# Aim:
Take the line that has "Expected: a single pin indicated on each instance of the dirt" in it and every line after it to the end of the entries, and reproduce them exactly.

--------------------

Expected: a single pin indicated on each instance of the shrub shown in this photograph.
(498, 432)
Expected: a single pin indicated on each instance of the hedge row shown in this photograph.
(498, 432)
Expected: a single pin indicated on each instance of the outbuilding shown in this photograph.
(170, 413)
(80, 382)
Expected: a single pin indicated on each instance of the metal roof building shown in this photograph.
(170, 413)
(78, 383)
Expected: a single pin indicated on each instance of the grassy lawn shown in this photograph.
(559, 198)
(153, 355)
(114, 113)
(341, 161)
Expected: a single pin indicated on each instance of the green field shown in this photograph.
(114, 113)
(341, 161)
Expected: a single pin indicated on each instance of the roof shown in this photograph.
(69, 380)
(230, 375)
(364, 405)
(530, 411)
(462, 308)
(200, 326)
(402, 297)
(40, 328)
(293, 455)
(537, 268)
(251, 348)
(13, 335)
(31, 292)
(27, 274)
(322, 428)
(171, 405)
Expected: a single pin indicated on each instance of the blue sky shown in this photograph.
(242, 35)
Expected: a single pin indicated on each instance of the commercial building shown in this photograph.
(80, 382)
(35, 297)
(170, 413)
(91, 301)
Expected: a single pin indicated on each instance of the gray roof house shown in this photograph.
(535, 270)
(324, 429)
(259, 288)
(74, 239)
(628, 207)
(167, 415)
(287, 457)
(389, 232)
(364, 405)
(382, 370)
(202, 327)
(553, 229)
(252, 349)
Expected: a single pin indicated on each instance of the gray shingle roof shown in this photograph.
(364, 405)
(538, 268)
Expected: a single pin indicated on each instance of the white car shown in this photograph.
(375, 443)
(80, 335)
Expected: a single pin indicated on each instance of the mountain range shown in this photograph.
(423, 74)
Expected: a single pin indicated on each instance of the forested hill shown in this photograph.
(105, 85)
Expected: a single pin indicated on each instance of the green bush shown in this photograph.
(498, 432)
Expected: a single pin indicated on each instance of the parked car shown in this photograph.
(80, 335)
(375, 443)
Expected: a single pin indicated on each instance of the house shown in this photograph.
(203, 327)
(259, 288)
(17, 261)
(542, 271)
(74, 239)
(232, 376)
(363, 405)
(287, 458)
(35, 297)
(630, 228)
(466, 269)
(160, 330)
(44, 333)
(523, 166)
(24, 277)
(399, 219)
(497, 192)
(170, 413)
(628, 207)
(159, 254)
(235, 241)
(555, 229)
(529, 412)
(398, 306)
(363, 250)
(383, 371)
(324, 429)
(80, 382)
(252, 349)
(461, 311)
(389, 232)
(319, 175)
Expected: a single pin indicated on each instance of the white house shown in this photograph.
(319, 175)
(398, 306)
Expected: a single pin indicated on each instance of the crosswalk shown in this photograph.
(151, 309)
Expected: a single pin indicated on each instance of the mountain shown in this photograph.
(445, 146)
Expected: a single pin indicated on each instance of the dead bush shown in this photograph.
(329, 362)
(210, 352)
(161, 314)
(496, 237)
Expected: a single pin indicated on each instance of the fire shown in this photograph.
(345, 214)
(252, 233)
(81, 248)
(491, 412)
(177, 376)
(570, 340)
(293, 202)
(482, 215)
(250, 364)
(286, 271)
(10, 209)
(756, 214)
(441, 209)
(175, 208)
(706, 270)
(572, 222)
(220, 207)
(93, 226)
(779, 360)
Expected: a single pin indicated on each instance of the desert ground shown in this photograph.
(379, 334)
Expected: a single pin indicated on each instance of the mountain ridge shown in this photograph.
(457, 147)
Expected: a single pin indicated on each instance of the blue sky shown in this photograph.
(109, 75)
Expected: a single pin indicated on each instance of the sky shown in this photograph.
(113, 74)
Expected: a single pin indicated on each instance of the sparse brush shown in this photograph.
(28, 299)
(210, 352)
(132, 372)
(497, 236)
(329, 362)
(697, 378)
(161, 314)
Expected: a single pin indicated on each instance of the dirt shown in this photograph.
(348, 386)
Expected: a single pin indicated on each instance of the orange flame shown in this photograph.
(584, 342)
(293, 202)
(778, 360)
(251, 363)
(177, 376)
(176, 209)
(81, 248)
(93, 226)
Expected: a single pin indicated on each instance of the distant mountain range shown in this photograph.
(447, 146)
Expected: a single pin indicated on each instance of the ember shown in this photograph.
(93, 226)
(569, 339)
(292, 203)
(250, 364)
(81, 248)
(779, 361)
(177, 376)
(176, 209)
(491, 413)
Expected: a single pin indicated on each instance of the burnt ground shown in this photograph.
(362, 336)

--------------------

# Answer for the task:
Expected: a single pin indicated on each instance of the dirt shown in this photograph.
(348, 386)
Expected: a single pin indicated on each instance of the orange flame shown in this photograph.
(584, 342)
(293, 202)
(778, 360)
(251, 363)
(177, 376)
(176, 209)
(81, 248)
(93, 226)
Expected: a single pin indicated on each instance of the distant mountain range shown in this photograph.
(447, 146)
Expected: a single pin indicated on each instance of the ember shown in this photograph.
(93, 226)
(569, 339)
(292, 203)
(250, 364)
(81, 248)
(779, 361)
(177, 376)
(176, 209)
(491, 413)
Expected: a single pin indicated on each instance of the burnt ground shown in this photograph.
(362, 336)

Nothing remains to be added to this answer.